Gather every line in the items below that contains the word "black" and copy each one in full. Count a line only when the letters match in case.

>> Begin Listed records

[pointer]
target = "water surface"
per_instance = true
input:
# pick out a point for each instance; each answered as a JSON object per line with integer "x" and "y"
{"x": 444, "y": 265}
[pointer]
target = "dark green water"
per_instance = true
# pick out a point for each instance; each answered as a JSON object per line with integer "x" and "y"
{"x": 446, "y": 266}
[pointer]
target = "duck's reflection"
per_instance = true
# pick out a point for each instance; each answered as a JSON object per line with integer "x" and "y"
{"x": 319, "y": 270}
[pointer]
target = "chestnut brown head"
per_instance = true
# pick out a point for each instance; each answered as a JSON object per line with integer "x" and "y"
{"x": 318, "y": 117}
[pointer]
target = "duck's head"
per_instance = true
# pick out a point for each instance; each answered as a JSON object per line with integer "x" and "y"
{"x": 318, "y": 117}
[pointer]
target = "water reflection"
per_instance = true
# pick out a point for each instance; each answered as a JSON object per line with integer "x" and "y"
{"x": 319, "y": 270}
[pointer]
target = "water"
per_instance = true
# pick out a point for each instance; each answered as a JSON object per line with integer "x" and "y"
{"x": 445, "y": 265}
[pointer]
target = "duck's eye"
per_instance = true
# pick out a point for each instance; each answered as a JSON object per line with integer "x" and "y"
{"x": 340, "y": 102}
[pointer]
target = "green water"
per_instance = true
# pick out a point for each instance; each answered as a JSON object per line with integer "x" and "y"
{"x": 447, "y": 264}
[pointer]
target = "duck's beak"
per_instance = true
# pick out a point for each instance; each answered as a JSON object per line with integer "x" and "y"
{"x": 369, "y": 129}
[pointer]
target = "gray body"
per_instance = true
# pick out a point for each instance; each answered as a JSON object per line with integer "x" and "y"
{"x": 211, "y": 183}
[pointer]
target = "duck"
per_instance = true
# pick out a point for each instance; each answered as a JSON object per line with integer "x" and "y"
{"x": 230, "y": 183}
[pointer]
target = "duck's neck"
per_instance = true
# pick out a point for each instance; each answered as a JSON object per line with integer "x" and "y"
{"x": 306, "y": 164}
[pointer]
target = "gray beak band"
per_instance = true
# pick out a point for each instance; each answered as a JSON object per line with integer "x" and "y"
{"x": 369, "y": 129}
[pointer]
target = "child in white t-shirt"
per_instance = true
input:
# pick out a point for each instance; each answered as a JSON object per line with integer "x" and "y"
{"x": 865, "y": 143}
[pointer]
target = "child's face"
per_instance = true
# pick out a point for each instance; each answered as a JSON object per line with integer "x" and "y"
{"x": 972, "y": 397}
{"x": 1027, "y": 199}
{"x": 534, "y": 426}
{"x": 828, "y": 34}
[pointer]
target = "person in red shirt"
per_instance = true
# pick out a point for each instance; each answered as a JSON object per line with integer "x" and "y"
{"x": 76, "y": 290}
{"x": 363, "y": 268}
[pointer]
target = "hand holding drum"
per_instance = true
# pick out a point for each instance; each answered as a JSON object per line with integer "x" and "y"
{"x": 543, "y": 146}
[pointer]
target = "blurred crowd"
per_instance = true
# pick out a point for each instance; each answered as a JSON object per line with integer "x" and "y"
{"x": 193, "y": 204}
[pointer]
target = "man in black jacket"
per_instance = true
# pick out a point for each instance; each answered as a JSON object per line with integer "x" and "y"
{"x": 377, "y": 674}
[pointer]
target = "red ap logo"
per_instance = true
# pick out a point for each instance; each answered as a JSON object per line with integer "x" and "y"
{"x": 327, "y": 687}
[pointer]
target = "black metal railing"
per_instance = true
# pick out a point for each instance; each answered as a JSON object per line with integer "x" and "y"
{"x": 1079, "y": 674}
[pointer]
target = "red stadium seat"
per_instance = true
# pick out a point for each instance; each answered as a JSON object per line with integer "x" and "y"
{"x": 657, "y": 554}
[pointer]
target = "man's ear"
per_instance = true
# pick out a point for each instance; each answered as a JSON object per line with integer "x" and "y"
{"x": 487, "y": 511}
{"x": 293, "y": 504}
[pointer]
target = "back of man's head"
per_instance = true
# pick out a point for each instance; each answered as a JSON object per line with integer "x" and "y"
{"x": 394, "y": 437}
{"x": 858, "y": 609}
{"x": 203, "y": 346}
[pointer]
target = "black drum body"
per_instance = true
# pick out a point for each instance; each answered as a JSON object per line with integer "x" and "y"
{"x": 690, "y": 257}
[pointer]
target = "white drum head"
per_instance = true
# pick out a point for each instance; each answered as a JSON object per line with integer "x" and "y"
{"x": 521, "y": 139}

>> End Listed records

» **Finished answer**:
target = "man in black jacket"
target = "black metal railing"
target = "black drum body"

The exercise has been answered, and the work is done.